§ **DESCRIPTION OF THE TASK**:
Reproduce every line of the data below without any change.

(Data on object locations)
********

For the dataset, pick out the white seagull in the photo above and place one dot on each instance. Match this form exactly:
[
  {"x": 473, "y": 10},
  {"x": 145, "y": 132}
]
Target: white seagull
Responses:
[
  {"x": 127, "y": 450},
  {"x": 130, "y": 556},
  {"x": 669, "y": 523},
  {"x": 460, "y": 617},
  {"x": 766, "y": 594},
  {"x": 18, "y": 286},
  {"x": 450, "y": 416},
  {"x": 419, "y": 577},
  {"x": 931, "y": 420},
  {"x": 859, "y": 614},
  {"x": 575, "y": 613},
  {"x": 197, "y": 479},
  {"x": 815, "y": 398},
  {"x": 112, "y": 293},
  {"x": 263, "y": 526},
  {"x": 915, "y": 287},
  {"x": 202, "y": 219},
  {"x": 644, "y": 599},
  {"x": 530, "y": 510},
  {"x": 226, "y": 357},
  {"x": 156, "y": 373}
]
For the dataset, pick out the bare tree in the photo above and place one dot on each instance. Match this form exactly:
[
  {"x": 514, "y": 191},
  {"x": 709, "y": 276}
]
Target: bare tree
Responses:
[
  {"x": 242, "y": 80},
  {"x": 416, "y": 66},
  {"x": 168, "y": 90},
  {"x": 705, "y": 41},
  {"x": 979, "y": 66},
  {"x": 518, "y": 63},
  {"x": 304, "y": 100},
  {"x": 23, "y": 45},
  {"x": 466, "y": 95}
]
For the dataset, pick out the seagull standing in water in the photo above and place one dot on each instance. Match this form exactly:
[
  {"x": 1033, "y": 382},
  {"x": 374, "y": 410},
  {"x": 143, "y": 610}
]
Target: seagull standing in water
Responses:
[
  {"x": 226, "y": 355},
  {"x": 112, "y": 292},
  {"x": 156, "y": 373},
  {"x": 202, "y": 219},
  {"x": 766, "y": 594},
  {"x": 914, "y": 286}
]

********

§ **SOLUTION**:
For the dataset, pick out the white seagull in the photo above and place one dot on each instance. Match this form exactly:
[
  {"x": 473, "y": 10},
  {"x": 145, "y": 132}
]
Target: white seagull
Responses:
[
  {"x": 127, "y": 450},
  {"x": 130, "y": 556},
  {"x": 669, "y": 523},
  {"x": 460, "y": 617},
  {"x": 766, "y": 594},
  {"x": 18, "y": 286},
  {"x": 450, "y": 416},
  {"x": 419, "y": 577},
  {"x": 931, "y": 420},
  {"x": 859, "y": 614},
  {"x": 575, "y": 613},
  {"x": 197, "y": 479},
  {"x": 815, "y": 398},
  {"x": 112, "y": 293},
  {"x": 263, "y": 526},
  {"x": 915, "y": 287},
  {"x": 202, "y": 219},
  {"x": 644, "y": 599},
  {"x": 530, "y": 510},
  {"x": 226, "y": 357},
  {"x": 156, "y": 373}
]
For the dataset, pick out the bare tree in the photo above and place one dot on each instance. Match this form exactly:
[
  {"x": 514, "y": 191},
  {"x": 709, "y": 276}
]
Target: bare tree
Responses:
[
  {"x": 242, "y": 80},
  {"x": 416, "y": 66},
  {"x": 168, "y": 90},
  {"x": 705, "y": 41},
  {"x": 979, "y": 66},
  {"x": 518, "y": 63},
  {"x": 304, "y": 100},
  {"x": 23, "y": 45},
  {"x": 466, "y": 95}
]
For the dataset, pick out the seagull standing in water in the photo above and place one dot on each instance. Match this form exactly:
[
  {"x": 1033, "y": 382},
  {"x": 374, "y": 410},
  {"x": 143, "y": 610}
]
Target: seagull standing in water
Responses:
[
  {"x": 226, "y": 355},
  {"x": 112, "y": 292},
  {"x": 156, "y": 373},
  {"x": 202, "y": 219},
  {"x": 766, "y": 594},
  {"x": 914, "y": 286}
]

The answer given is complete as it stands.